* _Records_
----

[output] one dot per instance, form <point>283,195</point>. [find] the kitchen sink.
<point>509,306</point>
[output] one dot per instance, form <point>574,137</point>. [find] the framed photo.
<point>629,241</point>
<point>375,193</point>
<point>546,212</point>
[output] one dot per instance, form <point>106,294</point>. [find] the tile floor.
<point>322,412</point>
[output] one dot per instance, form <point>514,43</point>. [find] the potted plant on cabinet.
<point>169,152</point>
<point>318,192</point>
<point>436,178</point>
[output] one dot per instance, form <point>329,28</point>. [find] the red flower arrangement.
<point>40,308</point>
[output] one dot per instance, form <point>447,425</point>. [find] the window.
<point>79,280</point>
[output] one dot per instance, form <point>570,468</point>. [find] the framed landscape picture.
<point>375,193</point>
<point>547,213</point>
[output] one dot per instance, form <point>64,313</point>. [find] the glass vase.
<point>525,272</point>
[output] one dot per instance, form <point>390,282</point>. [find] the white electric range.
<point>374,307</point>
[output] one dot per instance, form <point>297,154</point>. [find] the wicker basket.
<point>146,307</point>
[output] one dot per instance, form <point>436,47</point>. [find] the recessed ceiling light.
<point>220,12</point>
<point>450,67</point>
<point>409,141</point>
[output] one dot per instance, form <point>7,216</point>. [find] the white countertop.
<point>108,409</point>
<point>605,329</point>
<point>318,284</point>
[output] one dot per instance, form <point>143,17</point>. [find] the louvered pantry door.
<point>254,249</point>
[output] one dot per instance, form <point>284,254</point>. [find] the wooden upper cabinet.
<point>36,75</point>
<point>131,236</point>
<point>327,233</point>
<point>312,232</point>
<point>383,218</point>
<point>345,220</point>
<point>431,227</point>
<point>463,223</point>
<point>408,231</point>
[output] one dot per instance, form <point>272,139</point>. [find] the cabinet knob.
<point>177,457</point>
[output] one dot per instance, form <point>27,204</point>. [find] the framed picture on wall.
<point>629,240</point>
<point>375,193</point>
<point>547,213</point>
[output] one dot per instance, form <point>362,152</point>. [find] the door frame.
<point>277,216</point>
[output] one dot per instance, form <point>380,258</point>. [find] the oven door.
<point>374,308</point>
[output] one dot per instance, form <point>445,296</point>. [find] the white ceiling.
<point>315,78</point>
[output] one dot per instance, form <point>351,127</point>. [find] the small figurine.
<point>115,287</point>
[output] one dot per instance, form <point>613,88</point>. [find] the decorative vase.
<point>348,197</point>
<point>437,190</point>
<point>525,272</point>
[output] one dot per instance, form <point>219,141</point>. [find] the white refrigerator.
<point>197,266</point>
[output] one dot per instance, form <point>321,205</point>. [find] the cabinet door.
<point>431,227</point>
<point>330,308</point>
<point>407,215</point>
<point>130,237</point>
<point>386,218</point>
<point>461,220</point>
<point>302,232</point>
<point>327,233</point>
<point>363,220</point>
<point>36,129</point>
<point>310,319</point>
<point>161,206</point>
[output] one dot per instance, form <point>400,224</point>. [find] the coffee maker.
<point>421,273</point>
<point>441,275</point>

----

* _Aim_
Reproduce all of the material above verbatim, keeping every line in its original order.

* _Solution to the problem_
[output] one dot per instance, form <point>283,195</point>. [find] the kitchen sink.
<point>509,306</point>
[output] one dot per instance, form <point>574,137</point>. [find] the framed photo.
<point>629,241</point>
<point>375,193</point>
<point>546,212</point>
[output] one dot per instance, form <point>106,294</point>. [find] the tile floor.
<point>322,412</point>
[output] one dot per instance, form <point>514,43</point>. [find] the potted plant on cabinet.
<point>169,152</point>
<point>318,192</point>
<point>436,178</point>
[output] one dot per instance, form <point>329,28</point>. [find] the red flower arrangement.
<point>40,308</point>
[output] one dot per instance, form <point>447,425</point>. [find] the window.
<point>79,280</point>
[output] one dot per instance, form <point>570,468</point>. [find] the framed landscape picture.
<point>375,193</point>
<point>547,213</point>
[output] one dot per instance, form <point>64,313</point>. [find] the glass vase.
<point>525,272</point>
[output] one dot per instance, form <point>390,282</point>. [find] the white electric range.
<point>374,307</point>
[output] one dot per instance, form <point>297,154</point>. [find] the wicker basket.
<point>146,307</point>
[output] one dot per instance, form <point>436,47</point>. [find] the recessed ceiling light.
<point>220,12</point>
<point>450,67</point>
<point>409,141</point>
[output] one dot per instance, form <point>7,216</point>. [find] the white countertop.
<point>108,409</point>
<point>605,329</point>
<point>318,284</point>
[output] one dot per instance, form <point>143,17</point>. [find] the louvered pantry door.
<point>254,249</point>
[output] one dot per instance, form <point>284,254</point>. [find] the wooden upper cabinet.
<point>36,75</point>
<point>131,236</point>
<point>327,233</point>
<point>312,232</point>
<point>383,218</point>
<point>345,220</point>
<point>431,227</point>
<point>463,223</point>
<point>408,231</point>
[output] one dot per instance, form <point>272,139</point>. [find] the cabinet knob.
<point>177,457</point>
[output] one dot per instance, form <point>27,204</point>. [find] the framed picture on wall.
<point>629,240</point>
<point>375,193</point>
<point>547,213</point>
[output] one dot per instance, form <point>362,152</point>. [find] the door frame.
<point>277,216</point>
[output] one dot per instance, form <point>380,258</point>. [find] the oven door.
<point>374,308</point>
[output] one dot per instance, form <point>445,296</point>. [find] the white ceiling.
<point>315,78</point>
[output] one dot per instance, form <point>351,127</point>. [find] the small figurine.
<point>115,287</point>
[output] one dot per instance, form <point>613,88</point>. [find] the decorative vase.
<point>348,197</point>
<point>437,190</point>
<point>525,272</point>
[output] one dot per instance, form <point>219,141</point>. [find] the white refrigerator.
<point>197,266</point>
[output] one dot per instance, form <point>321,205</point>. [find] the cabinet door.
<point>431,227</point>
<point>330,308</point>
<point>407,215</point>
<point>130,237</point>
<point>386,218</point>
<point>461,220</point>
<point>302,232</point>
<point>327,233</point>
<point>363,220</point>
<point>36,129</point>
<point>310,319</point>
<point>161,206</point>
[output] one dot per instance, form <point>400,224</point>. [find] the coffee maker.
<point>421,273</point>
<point>441,275</point>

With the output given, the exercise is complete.